Former Brexit Party MEP Ann Widdecombe argued a no deal Brexit, or WTO (World Trade Organisation) Brexit, was going to happen. During an interview with Express.co.uk, Ms Widdecombe said chief negotiator Michel Barnier needed to realise the UK would not be bullied in the Brexit trade deal talks. She added Boris Johnson had initially shown weakness but was now taking strides to put pressure on the bloc.

She said: “When Boris achieved his British election victory, on the basis of ‘get Brexit done’, I went back to the EU Parliament for the next session and the atmosphere had completely changed.

“Suddenly people realised that we were going and it wasn’t so much an atmosphere of panic but one of complete surprise.

“I think Barnier needs to face something very similar now which is that WTO really is going to happen.

“That is why we should have done that in June because that would have given him time to absorb the deeply unpalatable.

“The EU can not bully us, that has got to be the single message to the EU.

“We are a sovereign state again, you can’t bully us.”

Ms Widdecombe also warned that Boris Johnson had initially played into the EU’s hands with extensions.

She noted the EU was able to gain confidence in the talks and assume the trade talks would be similar to that of Theresa May’s team.

 

Ms Widdecombe said: “I think the EU practices brinkmanship right up to the bitter end.

“I noticed something when I was an MEP.

**Aim**:
Reproduce the entire excerpt about Ann Widdecombe and a WTO Brexit above, word for word.

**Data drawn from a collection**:

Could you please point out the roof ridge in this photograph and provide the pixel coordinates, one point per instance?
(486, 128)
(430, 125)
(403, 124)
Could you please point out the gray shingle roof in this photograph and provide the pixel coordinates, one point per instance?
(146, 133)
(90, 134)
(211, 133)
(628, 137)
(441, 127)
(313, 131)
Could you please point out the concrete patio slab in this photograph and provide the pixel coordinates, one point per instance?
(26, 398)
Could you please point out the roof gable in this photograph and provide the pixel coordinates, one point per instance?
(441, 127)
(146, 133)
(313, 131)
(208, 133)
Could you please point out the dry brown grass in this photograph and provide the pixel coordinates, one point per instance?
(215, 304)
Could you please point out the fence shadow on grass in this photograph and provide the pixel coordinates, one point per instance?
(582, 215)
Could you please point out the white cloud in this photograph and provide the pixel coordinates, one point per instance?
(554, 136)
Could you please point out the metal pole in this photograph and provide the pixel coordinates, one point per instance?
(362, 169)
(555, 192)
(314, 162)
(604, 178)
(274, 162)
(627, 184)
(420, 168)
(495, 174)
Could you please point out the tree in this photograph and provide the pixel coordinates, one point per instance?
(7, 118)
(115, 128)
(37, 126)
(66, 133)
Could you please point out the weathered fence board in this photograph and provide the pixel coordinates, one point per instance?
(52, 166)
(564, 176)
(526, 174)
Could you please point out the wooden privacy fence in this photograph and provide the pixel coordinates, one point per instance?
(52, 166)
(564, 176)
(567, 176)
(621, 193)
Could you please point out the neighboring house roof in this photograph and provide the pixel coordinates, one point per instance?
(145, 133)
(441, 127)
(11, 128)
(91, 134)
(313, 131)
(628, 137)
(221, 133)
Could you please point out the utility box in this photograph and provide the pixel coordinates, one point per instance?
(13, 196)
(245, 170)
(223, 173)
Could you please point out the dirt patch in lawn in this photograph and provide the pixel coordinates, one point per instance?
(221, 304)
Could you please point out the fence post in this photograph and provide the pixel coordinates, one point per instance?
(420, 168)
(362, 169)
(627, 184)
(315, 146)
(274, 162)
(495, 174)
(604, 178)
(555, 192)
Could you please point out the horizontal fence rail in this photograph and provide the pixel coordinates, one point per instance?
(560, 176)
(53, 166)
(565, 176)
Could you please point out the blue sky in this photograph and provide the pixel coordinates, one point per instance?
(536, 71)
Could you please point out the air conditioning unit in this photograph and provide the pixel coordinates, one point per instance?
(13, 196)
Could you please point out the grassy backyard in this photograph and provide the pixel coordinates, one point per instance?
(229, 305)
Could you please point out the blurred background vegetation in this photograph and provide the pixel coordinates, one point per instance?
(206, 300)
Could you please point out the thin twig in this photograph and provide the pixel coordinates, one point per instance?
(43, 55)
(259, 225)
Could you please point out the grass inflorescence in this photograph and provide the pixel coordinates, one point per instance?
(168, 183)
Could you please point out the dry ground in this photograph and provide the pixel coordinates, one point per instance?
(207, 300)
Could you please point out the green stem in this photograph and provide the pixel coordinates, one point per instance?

**Output for this exercise**:
Former Brexit Party MEP Ann Widdecombe argued a no deal Brexit, or WTO (World Trade Organisation) Brexit, was going to happen. During an interview with Express.co.uk, Ms Widdecombe said chief negotiator Michel Barnier needed to realise the UK would not be bullied in the Brexit trade deal talks. She added Boris Johnson had initially shown weakness but was now taking strides to put pressure on the bloc.

She said: “When Boris achieved his British election victory, on the basis of ‘get Brexit done’, I went back to the EU Parliament for the next session and the atmosphere had completely changed.

“Suddenly people realised that we were going and it wasn’t so much an atmosphere of panic but one of complete surprise.

“I think Barnier needs to face something very similar now which is that WTO really is going to happen.

“That is why we should have done that in June because that would have given him time to absorb the deeply unpalatable.

“The EU can not bully us, that has got to be the single message to the EU.

“We are a sovereign state again, you can’t bully us.”

Ms Widdecombe also warned that Boris Johnson had initially played into the EU’s hands with extensions.

She noted the EU was able to gain confidence in the talks and assume the trade talks would be similar to that of Theresa May’s team.

 

Ms Widdecombe said: “I think the EU practices brinkmanship right up to the bitter end.

“I noticed something when I was an MEP.